Exercise objective —
Reproduce the data below verbatim, line for line.

Material provided —
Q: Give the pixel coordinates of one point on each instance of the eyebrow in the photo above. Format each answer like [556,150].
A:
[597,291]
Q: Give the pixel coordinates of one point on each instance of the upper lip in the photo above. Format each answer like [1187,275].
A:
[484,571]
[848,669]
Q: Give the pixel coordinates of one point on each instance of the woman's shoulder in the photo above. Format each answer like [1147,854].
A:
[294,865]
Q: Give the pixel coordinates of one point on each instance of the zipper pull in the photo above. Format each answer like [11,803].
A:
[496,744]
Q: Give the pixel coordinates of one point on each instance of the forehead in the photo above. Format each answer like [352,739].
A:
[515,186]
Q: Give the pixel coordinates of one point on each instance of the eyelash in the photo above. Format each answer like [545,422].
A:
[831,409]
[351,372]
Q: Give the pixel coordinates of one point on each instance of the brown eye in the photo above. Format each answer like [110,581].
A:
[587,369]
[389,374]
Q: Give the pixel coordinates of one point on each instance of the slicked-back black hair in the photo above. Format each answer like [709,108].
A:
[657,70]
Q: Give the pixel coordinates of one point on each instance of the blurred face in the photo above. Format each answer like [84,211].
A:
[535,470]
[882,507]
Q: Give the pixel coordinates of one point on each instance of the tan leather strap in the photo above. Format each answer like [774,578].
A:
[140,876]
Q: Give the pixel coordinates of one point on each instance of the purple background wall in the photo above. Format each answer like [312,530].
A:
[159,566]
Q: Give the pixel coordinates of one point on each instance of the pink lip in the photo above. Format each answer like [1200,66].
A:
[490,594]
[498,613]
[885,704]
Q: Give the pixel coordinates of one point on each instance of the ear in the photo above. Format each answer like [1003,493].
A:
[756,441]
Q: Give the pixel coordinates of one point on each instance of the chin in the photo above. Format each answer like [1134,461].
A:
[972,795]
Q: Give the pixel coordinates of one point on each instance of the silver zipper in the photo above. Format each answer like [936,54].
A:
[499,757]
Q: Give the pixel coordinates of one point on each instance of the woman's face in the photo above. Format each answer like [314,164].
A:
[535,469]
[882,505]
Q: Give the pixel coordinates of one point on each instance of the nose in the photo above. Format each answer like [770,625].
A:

Finished answer —
Q: Give the pixel coordinates of one point on each instance of the eyebrow in the photo above. Format each answer like [556,150].
A:
[597,291]
Q: Give the pixel coordinates of one point on each instance of the upper lip in the photo above. Format each answer like [1187,275].
A:
[484,571]
[848,669]
Q: Give the pixel coordinates of one point on each instance of the woman's shoulder in the photo above. Format each answer like [1147,854].
A:
[294,865]
Q: Give the pixel coordinates of one point on each instance of the zipper pull in the photo above. Format each answer like [11,803].
A:
[496,744]
Q: Give the pixel coordinates of one point on each instance of the forehead in the photo above. Format each answer like [352,739].
A:
[515,186]
Q: Give the pixel coordinates of one point on each instance of the eyelash in the photo above. Format each answer like [545,422].
A:
[831,409]
[351,372]
Q: Give the pixel coordinates of one point on each instance of the brown eye in the photo above. Format each answer like [110,581].
A:
[587,369]
[389,374]
Q: Give the pixel coordinates of one point on each instance of the slicked-back black hair in the photo above. Format each answer like [709,108].
A:
[657,70]
Q: Give the pixel coordinates of one point on each instance of the blurred face in the photo above. Format each answer like [84,211].
A:
[535,470]
[882,507]
Q: Give the pixel coordinates of one point on each instance of the tan leather strap in the photo above. Format each answer like [774,578].
A:
[140,876]
Q: Give the pixel coordinates of one point on each instance of the purple background wall in the photo above. Format each answer like [312,530].
A:
[159,566]
Q: Give the pixel coordinates of one point on each instance of the pink lip in the photo above. Format each answer like [1200,66].
A:
[490,594]
[498,613]
[885,704]
Q: Give the pixel coordinates of one point on each instance of the ear in the photo above. Format each answer like [1003,493].
A:
[756,441]
Q: Give the pixel coordinates of one point on each instance of the chin in the photo above. Format each answer like [1134,461].
A:
[972,795]
Q: Give the pixel coordinates of one point on each instance of the silver zipper in the photo above. Format each answer like [936,54].
A:
[499,757]
Q: Give the pixel coordinates of one point on each instance of the woman's face in the photo above. Format each answer like [314,164].
A:
[535,469]
[882,505]
Q: Give the pixel coordinates of one point on each instance of the nose in the photo above. Format each answer like [770,625].
A:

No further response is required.